[Saved data entries]
:::
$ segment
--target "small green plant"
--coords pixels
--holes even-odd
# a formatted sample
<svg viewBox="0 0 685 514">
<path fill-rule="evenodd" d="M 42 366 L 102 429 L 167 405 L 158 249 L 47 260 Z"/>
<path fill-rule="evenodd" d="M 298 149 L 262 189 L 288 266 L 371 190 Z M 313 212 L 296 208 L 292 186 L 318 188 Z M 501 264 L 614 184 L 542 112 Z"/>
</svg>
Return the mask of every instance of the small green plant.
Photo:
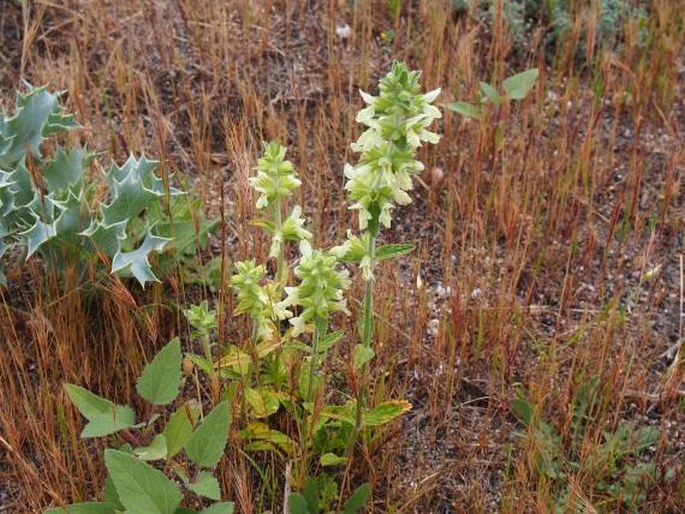
<svg viewBox="0 0 685 514">
<path fill-rule="evenodd" d="M 597 449 L 583 453 L 589 420 L 598 402 L 599 381 L 594 377 L 578 390 L 571 438 L 567 443 L 552 423 L 534 415 L 532 406 L 522 395 L 513 402 L 514 414 L 529 429 L 528 437 L 535 448 L 536 472 L 551 481 L 556 512 L 567 512 L 573 500 L 570 481 L 573 476 L 590 477 L 594 497 L 604 507 L 627 508 L 635 513 L 640 512 L 650 483 L 656 478 L 656 464 L 638 457 L 657 443 L 658 427 L 636 428 L 624 424 L 615 432 L 602 432 Z"/>
<path fill-rule="evenodd" d="M 343 514 L 356 514 L 366 504 L 371 488 L 362 484 L 350 495 L 343 505 Z M 330 476 L 322 474 L 317 478 L 308 477 L 301 493 L 290 495 L 289 514 L 322 514 L 331 512 L 338 497 L 338 484 Z M 335 512 L 335 511 L 332 511 Z"/>
<path fill-rule="evenodd" d="M 502 91 L 498 91 L 495 86 L 487 82 L 481 82 L 481 94 L 476 99 L 476 103 L 452 102 L 446 104 L 445 108 L 467 118 L 483 119 L 489 113 L 490 108 L 500 108 L 511 100 L 523 100 L 533 89 L 537 78 L 537 68 L 517 73 L 502 82 Z"/>
<path fill-rule="evenodd" d="M 113 165 L 100 200 L 89 178 L 95 154 L 60 144 L 78 127 L 45 87 L 18 94 L 14 115 L 0 113 L 0 285 L 2 257 L 16 248 L 62 275 L 106 258 L 112 273 L 145 286 L 157 280 L 153 254 L 173 246 L 187 256 L 213 228 L 192 219 L 185 193 L 165 185 L 144 156 Z"/>
<path fill-rule="evenodd" d="M 144 421 L 137 421 L 131 407 L 116 405 L 73 384 L 65 386 L 67 395 L 88 423 L 81 437 L 105 437 L 119 434 L 125 444 L 105 450 L 108 477 L 104 499 L 52 508 L 46 514 L 189 514 L 180 507 L 183 490 L 200 498 L 218 501 L 221 490 L 212 469 L 221 460 L 231 424 L 227 400 L 214 406 L 202 421 L 202 405 L 186 402 L 158 429 L 159 407 L 176 401 L 183 381 L 181 344 L 168 343 L 145 367 L 136 390 L 151 408 Z M 183 453 L 183 458 L 179 456 Z M 158 463 L 152 466 L 149 462 Z M 175 480 L 167 474 L 173 473 Z M 178 482 L 182 484 L 179 487 Z M 231 514 L 233 504 L 214 503 L 200 511 L 206 514 Z"/>
</svg>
:::
Exercise goal => Transcribe all the data word for word; the images stay out.

Problem solution =>
$ segment
--target "small green plant"
--coords pixels
--holes even-odd
# a formatted sample
<svg viewBox="0 0 685 514">
<path fill-rule="evenodd" d="M 42 366 L 102 429 L 167 405 L 158 249 L 47 260 Z"/>
<path fill-rule="evenodd" d="M 298 149 L 262 189 L 288 266 L 371 190 Z M 313 212 L 296 208 L 292 186 L 318 188 Z M 501 264 L 614 184 L 542 112 Z"/>
</svg>
Return the mask of every instance of the small green plant.
Photo:
<svg viewBox="0 0 685 514">
<path fill-rule="evenodd" d="M 597 449 L 583 453 L 589 420 L 598 402 L 599 381 L 594 377 L 578 390 L 571 438 L 567 443 L 552 423 L 534 415 L 532 406 L 522 395 L 513 402 L 514 414 L 529 429 L 528 437 L 535 448 L 536 472 L 551 481 L 556 512 L 567 512 L 573 500 L 570 481 L 573 476 L 590 477 L 594 497 L 604 507 L 627 508 L 635 513 L 640 512 L 650 483 L 656 478 L 656 464 L 638 457 L 657 443 L 658 427 L 636 428 L 624 424 L 615 432 L 602 432 Z"/>
<path fill-rule="evenodd" d="M 343 514 L 356 514 L 366 504 L 371 488 L 362 484 L 350 495 L 343 505 Z M 330 476 L 322 474 L 317 478 L 308 477 L 301 493 L 290 495 L 289 514 L 322 514 L 331 512 L 338 497 L 338 484 Z M 335 512 L 335 511 L 332 511 Z"/>
<path fill-rule="evenodd" d="M 502 91 L 498 91 L 495 86 L 487 82 L 481 82 L 481 94 L 476 99 L 476 103 L 452 102 L 446 104 L 445 108 L 467 118 L 483 119 L 489 113 L 490 108 L 500 108 L 511 100 L 523 100 L 533 89 L 537 78 L 537 68 L 517 73 L 502 82 Z"/>
<path fill-rule="evenodd" d="M 113 165 L 100 200 L 89 178 L 95 154 L 60 144 L 78 127 L 45 87 L 18 94 L 14 115 L 0 113 L 0 285 L 2 257 L 16 248 L 62 275 L 106 258 L 112 273 L 145 286 L 157 280 L 153 254 L 173 246 L 187 256 L 213 228 L 192 219 L 185 193 L 165 185 L 144 156 Z"/>
<path fill-rule="evenodd" d="M 144 421 L 137 421 L 131 407 L 116 405 L 73 384 L 65 386 L 67 395 L 88 423 L 81 437 L 105 437 L 119 434 L 125 444 L 105 450 L 108 477 L 104 499 L 52 508 L 46 514 L 189 514 L 180 507 L 183 490 L 200 498 L 218 501 L 221 490 L 212 469 L 221 460 L 231 424 L 227 400 L 214 406 L 202 421 L 202 405 L 186 402 L 158 429 L 159 407 L 176 401 L 183 381 L 181 344 L 168 343 L 145 367 L 136 390 L 151 408 Z M 183 453 L 183 458 L 179 456 Z M 158 463 L 152 466 L 149 462 Z M 175 480 L 167 474 L 173 473 Z M 178 482 L 182 484 L 179 487 Z M 231 514 L 233 504 L 214 503 L 200 511 L 206 514 Z"/>
</svg>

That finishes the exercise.